What the task needs is every record repeated exactly, nothing more.

### GIVEN RECORDS
--- START ---

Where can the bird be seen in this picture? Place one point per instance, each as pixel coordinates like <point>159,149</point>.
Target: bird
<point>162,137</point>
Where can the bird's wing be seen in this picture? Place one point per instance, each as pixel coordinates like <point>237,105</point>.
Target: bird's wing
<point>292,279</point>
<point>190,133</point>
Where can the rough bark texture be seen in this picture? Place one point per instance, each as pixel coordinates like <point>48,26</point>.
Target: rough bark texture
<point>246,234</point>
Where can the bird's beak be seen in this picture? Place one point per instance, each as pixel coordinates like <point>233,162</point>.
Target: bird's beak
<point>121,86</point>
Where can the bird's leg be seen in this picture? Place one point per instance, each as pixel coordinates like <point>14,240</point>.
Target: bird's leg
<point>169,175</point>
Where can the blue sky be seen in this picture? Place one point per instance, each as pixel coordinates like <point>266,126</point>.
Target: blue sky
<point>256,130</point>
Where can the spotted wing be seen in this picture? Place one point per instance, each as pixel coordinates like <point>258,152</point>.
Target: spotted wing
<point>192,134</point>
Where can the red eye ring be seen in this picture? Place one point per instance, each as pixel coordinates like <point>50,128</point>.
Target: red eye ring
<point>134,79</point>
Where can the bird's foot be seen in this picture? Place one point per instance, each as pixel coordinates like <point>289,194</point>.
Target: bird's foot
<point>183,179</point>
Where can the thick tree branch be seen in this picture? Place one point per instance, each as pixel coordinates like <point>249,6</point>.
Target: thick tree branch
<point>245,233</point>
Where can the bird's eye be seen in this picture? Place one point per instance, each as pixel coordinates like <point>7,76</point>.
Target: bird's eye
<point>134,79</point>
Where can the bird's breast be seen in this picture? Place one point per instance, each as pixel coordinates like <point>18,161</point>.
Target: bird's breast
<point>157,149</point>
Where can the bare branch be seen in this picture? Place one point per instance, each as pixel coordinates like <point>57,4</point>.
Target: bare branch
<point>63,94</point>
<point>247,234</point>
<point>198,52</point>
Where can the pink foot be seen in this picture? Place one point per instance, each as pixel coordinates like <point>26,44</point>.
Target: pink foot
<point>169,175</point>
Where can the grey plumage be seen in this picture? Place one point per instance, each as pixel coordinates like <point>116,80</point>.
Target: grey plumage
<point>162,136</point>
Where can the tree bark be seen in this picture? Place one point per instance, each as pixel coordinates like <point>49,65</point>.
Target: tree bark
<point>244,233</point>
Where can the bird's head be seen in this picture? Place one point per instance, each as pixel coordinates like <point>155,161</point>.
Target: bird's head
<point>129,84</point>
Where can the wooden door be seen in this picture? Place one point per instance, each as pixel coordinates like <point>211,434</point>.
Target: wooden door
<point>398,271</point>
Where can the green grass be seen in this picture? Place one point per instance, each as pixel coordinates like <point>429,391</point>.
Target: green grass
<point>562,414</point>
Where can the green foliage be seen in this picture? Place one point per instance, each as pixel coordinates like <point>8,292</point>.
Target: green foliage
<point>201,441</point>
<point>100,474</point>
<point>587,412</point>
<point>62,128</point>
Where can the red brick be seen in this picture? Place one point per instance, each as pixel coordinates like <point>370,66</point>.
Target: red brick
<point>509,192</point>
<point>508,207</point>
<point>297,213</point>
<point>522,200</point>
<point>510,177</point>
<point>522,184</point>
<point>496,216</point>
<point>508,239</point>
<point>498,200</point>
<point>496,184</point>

--- END ---

### RESPONSE TO THE TASK
Where can the bird be seen in this picture? Place one point per instance, each as pixel coordinates like <point>159,149</point>.
Target: bird
<point>162,137</point>
Where can the bird's wing be seen in this picture? Place one point per instance, each as pixel coordinates like <point>237,105</point>.
Target: bird's wing
<point>292,279</point>
<point>190,133</point>
Where can the rough bark texture be seen in this picture? Place one point per instance, each as pixel coordinates like <point>48,26</point>.
Target: rough bark texture
<point>246,234</point>
Where can the bird's beak be seen in this picture? Place one point per instance, each as pixel coordinates like <point>233,162</point>.
Target: bird's beak
<point>121,86</point>
Where can the bird's leg be seen in this picture? Place one point per instance, each as pixel coordinates like <point>14,240</point>.
Target: bird's leg
<point>169,175</point>
Where can the blue sky be seen in this picture? Place one point per instance, each as pixel coordinates like <point>266,126</point>.
Target: blue sky
<point>256,130</point>
Where can the spotted wing be seen in this picture? Place one point per instance, each as pixel coordinates like <point>258,152</point>.
Target: spotted wing
<point>192,134</point>
Where can the red eye ring be seen in this picture? Place one point per instance, each as pixel coordinates like <point>50,128</point>.
Target: red eye ring
<point>134,79</point>
Where can the bird's foot be seen in this picture? Place one point per instance, each as pixel coordinates like <point>289,194</point>.
Target: bird's foot
<point>183,179</point>
Where can the thick tree branch be seen in this picture? Place one point per instance, each as pixel coordinates like <point>249,6</point>.
Target: thick tree branch
<point>245,233</point>
Where can the bird's eye be seen in this picture? Place one point per instance, each as pixel coordinates like <point>7,76</point>.
Target: bird's eye
<point>134,79</point>
Where can the bird's breast be seen in this picture? Place one point per instance, each as pixel coordinates like <point>18,161</point>.
Target: bird's breast
<point>157,149</point>
Where can the bare branch be seen in this picture? Place one point per instance, each as pixel coordinates like <point>57,4</point>.
Target: bare branch
<point>63,94</point>
<point>247,234</point>
<point>198,52</point>
Where can the pink foot be seen in this picture? Place one point per instance, each as pixel coordinates like <point>26,44</point>.
Target: pink foot
<point>169,175</point>
Where can the grey plumage be seen in this picture? Place one point per instance, each as pixel coordinates like <point>116,80</point>.
Target: grey plumage
<point>162,136</point>
Where can the tree bark be seen in this picture? Place one point per instance, each as pixel coordinates like <point>49,65</point>.
Target: tree bark
<point>244,233</point>
Where can the bird's head be seen in this picture? Place one point per instance, each as pixel coordinates like <point>155,161</point>.
Target: bird's head
<point>129,84</point>
Where can the wooden door be seen in this picture? Place one point per instance, each as pixel coordinates like <point>211,434</point>.
Target: wooden door
<point>398,271</point>
Where can the green grass be seen in this picture? Place one point per instance, each as pixel coordinates like <point>429,391</point>.
Target: green grass
<point>562,414</point>
Where can the green foliage be seen in this picture? Place one point per instance, each as pixel coordinates like <point>8,292</point>.
Target: green foliage
<point>201,441</point>
<point>100,474</point>
<point>587,412</point>
<point>62,128</point>
Where can the red brick be seen in this picture? Place one point per instance, each as pixel coordinates like <point>370,66</point>.
Target: red brick
<point>509,192</point>
<point>508,207</point>
<point>297,213</point>
<point>522,200</point>
<point>510,177</point>
<point>522,184</point>
<point>496,216</point>
<point>508,239</point>
<point>498,200</point>
<point>496,184</point>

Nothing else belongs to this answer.